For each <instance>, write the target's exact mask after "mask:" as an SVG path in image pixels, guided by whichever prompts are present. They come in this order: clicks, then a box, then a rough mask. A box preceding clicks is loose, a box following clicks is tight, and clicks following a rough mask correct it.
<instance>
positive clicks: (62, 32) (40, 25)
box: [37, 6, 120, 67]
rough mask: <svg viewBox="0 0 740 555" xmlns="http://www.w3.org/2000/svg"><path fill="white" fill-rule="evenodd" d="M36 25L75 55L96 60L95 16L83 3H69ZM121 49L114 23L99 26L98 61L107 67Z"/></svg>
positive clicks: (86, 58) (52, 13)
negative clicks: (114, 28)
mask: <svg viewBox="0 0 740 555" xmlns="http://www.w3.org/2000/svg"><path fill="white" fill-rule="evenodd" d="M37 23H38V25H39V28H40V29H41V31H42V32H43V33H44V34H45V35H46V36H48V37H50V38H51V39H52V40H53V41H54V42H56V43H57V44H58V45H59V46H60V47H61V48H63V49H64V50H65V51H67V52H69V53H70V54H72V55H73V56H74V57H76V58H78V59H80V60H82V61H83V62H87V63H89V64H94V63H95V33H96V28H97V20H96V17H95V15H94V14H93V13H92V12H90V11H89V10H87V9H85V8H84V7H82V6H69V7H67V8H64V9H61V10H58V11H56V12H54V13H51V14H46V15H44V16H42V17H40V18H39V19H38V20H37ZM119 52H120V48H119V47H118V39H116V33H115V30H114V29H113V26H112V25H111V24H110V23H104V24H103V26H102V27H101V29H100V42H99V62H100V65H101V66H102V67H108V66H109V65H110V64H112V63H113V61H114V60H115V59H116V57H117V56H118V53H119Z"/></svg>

.....

• _TRY IT_
Each line in the entries above, starting at the line with "positive clicks: (62, 32) (40, 25)" and ending at the line with "positive clicks: (86, 58) (52, 13)", is to be printed exactly, and only those lines.

• _RESPONSE AREA_
positive clicks: (62, 32) (40, 25)
box: [37, 6, 120, 67]
rough mask: <svg viewBox="0 0 740 555" xmlns="http://www.w3.org/2000/svg"><path fill="white" fill-rule="evenodd" d="M36 25L75 55L96 60L95 16L83 3H69ZM121 49L114 23L99 26L98 61L107 67Z"/></svg>
positive clicks: (86, 58) (52, 13)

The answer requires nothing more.